§ EXERCISE: Render the items as a Markdown table with the columns Number and Record line, one row per line with blank lines left out. Begin at the first line of the items and stop after the line that contains "column 38, row 137", including that line.

§ Records:

((

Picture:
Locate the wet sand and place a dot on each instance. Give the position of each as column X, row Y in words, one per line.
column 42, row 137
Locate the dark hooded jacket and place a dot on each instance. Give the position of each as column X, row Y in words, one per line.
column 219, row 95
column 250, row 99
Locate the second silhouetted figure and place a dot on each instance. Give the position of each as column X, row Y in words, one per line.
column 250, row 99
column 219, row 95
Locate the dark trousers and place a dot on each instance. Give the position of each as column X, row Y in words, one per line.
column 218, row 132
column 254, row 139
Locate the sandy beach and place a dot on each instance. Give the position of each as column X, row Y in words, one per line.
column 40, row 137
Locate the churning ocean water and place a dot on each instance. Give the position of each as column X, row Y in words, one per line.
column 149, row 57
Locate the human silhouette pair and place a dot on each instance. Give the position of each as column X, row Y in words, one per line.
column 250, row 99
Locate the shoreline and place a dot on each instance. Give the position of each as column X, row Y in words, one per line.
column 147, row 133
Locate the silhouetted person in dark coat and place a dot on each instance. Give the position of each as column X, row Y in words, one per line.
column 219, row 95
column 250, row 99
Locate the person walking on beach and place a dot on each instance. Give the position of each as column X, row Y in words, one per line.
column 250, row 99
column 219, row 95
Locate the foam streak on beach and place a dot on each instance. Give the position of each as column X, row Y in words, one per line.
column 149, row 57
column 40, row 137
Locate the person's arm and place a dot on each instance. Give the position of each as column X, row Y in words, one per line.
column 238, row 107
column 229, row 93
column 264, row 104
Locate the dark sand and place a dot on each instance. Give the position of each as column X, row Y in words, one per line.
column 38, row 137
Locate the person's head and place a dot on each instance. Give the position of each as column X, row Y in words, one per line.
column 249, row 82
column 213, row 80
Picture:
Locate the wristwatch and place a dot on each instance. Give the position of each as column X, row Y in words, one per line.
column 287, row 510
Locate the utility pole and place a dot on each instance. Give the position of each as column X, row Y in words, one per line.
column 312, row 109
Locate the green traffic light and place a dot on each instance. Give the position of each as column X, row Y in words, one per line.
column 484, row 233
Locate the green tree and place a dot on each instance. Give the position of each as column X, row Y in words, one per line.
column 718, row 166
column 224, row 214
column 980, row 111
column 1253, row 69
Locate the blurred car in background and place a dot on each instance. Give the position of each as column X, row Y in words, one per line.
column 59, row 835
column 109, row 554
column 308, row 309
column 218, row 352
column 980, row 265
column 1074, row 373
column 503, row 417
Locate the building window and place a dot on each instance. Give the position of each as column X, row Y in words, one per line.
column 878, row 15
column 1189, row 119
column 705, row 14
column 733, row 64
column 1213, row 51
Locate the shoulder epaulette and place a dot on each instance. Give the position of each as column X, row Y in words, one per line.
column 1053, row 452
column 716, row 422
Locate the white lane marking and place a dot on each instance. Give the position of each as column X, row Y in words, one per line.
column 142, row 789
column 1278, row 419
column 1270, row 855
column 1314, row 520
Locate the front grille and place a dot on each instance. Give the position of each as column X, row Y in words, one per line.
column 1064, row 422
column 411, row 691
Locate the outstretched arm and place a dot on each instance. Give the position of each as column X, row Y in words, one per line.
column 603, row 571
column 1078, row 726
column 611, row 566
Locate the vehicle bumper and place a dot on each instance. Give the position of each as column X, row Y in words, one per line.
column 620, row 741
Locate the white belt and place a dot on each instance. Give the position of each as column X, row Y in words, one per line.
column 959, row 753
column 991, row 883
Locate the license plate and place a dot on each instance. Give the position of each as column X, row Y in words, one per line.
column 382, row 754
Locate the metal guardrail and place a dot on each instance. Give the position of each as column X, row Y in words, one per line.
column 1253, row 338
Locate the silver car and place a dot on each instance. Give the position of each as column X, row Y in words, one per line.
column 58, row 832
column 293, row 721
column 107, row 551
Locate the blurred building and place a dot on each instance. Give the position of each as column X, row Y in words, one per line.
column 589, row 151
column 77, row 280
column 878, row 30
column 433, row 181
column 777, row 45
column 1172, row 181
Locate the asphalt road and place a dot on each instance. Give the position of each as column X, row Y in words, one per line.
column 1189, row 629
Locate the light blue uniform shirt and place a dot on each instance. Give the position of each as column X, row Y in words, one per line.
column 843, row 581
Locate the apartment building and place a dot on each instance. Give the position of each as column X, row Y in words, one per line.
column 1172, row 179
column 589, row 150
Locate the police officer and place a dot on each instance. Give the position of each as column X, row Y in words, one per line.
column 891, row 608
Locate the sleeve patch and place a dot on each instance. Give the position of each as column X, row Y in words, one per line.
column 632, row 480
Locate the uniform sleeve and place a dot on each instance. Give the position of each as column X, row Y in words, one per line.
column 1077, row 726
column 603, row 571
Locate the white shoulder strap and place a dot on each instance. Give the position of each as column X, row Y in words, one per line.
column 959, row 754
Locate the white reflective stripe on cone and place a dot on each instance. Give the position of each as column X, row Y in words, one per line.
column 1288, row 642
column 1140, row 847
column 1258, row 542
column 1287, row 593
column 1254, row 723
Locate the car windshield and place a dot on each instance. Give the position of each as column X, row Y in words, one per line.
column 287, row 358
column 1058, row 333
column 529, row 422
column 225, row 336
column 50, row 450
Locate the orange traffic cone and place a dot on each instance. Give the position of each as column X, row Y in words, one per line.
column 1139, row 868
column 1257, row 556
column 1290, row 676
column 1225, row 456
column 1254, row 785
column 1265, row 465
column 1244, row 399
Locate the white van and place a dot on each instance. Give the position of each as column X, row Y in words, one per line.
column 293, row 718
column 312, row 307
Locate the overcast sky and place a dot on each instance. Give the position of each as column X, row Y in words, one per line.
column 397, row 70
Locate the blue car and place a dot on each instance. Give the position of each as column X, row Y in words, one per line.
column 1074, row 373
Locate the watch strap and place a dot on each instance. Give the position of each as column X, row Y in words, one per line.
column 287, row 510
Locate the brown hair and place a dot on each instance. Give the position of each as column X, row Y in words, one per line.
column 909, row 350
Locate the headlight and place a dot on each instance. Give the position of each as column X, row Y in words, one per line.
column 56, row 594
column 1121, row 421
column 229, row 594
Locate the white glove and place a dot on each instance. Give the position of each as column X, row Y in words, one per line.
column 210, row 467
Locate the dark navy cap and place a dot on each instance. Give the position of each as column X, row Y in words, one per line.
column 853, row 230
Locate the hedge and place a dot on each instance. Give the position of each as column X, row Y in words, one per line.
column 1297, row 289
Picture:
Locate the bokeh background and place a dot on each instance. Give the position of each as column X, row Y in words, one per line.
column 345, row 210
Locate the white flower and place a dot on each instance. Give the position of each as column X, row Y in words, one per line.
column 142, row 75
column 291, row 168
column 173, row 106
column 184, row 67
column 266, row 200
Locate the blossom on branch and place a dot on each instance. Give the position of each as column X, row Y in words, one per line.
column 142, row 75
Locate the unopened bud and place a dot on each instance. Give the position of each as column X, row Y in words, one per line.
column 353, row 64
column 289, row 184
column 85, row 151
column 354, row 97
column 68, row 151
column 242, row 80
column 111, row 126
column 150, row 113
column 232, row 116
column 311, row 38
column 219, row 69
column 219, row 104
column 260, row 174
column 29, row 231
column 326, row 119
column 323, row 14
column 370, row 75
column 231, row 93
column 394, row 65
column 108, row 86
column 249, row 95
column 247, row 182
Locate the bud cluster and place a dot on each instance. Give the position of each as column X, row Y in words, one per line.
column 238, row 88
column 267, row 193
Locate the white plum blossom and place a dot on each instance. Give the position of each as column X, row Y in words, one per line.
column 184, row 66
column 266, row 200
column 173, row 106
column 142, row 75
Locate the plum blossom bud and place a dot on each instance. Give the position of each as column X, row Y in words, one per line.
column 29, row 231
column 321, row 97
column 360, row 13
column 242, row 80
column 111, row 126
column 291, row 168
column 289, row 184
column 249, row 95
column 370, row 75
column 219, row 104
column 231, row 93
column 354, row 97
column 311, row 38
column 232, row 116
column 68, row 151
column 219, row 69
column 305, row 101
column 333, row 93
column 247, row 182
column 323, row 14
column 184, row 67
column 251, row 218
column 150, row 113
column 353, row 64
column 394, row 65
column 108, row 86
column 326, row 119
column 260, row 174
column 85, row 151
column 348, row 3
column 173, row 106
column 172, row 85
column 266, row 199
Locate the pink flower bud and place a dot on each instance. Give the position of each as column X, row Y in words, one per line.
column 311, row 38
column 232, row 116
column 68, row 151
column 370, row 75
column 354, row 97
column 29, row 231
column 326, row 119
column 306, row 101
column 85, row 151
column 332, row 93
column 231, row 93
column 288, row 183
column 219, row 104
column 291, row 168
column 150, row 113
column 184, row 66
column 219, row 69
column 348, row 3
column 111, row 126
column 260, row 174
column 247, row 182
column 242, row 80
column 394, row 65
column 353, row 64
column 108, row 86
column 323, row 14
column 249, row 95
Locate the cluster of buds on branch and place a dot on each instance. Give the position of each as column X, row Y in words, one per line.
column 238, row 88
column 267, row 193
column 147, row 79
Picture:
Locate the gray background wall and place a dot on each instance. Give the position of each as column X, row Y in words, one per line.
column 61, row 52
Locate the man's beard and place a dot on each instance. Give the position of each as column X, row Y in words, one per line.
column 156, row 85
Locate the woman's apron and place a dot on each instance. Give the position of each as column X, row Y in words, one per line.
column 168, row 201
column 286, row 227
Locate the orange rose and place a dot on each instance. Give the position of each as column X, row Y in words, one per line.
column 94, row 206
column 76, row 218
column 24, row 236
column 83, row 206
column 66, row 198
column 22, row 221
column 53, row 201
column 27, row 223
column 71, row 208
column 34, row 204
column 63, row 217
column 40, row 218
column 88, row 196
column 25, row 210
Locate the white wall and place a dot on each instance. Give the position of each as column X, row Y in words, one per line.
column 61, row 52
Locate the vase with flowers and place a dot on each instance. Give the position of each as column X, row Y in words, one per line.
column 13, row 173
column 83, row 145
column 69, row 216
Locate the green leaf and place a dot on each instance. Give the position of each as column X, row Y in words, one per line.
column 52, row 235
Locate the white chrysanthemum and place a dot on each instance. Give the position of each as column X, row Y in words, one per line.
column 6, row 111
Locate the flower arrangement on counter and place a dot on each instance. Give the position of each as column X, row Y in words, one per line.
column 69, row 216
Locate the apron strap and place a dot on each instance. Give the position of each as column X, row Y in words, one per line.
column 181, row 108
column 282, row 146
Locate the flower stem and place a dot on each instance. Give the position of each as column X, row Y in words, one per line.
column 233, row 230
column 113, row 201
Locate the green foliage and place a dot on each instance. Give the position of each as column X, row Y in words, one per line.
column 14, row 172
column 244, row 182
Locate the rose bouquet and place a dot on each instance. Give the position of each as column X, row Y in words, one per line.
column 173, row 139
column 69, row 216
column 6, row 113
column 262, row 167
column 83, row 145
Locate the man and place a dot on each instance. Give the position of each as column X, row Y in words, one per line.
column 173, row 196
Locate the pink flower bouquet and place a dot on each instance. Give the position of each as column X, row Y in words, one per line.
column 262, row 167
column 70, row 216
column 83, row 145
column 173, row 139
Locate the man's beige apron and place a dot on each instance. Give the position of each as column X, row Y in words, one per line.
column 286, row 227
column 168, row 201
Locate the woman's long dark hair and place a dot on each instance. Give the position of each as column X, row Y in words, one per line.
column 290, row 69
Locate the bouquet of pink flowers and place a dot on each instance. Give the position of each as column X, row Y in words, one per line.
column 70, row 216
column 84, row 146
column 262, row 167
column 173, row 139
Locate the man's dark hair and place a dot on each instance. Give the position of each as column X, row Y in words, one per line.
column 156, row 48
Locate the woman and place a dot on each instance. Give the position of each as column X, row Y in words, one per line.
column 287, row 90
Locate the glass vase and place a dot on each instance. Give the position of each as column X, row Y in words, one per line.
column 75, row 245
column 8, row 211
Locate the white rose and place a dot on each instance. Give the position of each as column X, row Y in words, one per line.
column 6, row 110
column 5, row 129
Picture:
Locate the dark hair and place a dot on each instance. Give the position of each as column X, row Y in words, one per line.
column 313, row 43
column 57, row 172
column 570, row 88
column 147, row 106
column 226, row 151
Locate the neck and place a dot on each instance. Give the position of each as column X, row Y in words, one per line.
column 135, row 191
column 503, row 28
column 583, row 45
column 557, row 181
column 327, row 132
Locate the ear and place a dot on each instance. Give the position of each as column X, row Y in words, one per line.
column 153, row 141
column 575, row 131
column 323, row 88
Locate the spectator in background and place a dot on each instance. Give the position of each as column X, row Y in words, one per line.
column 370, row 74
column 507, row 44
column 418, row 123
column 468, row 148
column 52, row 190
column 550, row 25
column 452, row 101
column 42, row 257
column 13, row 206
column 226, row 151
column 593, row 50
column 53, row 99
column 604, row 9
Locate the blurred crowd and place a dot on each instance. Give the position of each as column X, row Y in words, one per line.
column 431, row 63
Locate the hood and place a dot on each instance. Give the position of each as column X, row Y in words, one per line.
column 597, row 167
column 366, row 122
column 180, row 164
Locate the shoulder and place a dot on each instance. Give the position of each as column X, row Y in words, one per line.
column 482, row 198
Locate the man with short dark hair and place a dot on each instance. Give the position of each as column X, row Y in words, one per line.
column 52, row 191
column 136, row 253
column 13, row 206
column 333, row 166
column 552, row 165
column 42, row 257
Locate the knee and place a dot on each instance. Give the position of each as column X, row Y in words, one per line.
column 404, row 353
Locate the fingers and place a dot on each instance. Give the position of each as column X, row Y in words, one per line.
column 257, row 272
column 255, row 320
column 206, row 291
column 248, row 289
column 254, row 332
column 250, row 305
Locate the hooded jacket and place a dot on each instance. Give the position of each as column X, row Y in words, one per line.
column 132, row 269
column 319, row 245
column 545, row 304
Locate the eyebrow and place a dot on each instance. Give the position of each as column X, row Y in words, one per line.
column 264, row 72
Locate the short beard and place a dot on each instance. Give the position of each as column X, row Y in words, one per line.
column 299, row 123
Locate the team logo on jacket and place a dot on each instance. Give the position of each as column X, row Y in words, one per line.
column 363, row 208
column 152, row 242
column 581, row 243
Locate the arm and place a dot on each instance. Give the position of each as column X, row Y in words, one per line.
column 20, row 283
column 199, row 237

))

§ WRITTEN REPLY:
| Number | Record line |
|---|---|
| 1 | Picture: |
| 2 | Locate the wet sand and place a dot on each instance. Give the position of each as column X, row Y in words, one per line. |
| 3 | column 42, row 137 |
| 4 | Locate the dark hooded jacket and place a dot on each instance. Give the position of each as column X, row Y in words, one per line. |
| 5 | column 219, row 95 |
| 6 | column 250, row 99 |
| 7 | Locate the second silhouetted figure and place a dot on each instance. Give the position of each as column X, row Y in words, one per line. |
| 8 | column 250, row 99 |
| 9 | column 219, row 95 |
| 10 | Locate the dark trousers and place a dot on each instance. Give the position of each as column X, row Y in words, one per line. |
| 11 | column 218, row 132 |
| 12 | column 254, row 139 |
| 13 | Locate the sandy beach and place a dot on each instance. Give the position of each as column X, row Y in words, one per line. |
| 14 | column 40, row 137 |
| 15 | Locate the churning ocean water and place a dot on each instance. Give the position of each as column X, row Y in words, one per line. |
| 16 | column 149, row 57 |
| 17 | Locate the human silhouette pair and place a dot on each instance. Give the position of each as column X, row Y in words, one per line. |
| 18 | column 250, row 99 |
| 19 | Locate the shoreline and place a dot on each instance. Give the position of each as column X, row Y in words, one per line. |
| 20 | column 147, row 133 |
| 21 | Locate the silhouetted person in dark coat and place a dot on each instance. Give the position of each as column X, row Y in words, one per line. |
| 22 | column 219, row 95 |
| 23 | column 250, row 99 |
| 24 | Locate the person walking on beach and place a dot on each instance. Give the position of each as column X, row Y in words, one per line. |
| 25 | column 250, row 99 |
| 26 | column 219, row 95 |
| 27 | Locate the foam streak on beach and place a dot on each instance. Give the position of each as column X, row Y in words, one per line. |
| 28 | column 149, row 57 |
| 29 | column 40, row 137 |
| 30 | Locate the person's arm and place a dot on each instance. Give the position of each as column X, row Y in words, one per line. |
| 31 | column 238, row 107 |
| 32 | column 229, row 93 |
| 33 | column 264, row 104 |
| 34 | Locate the dark sand and place a dot on each instance. Give the position of each as column X, row Y in words, one per line. |
| 35 | column 38, row 137 |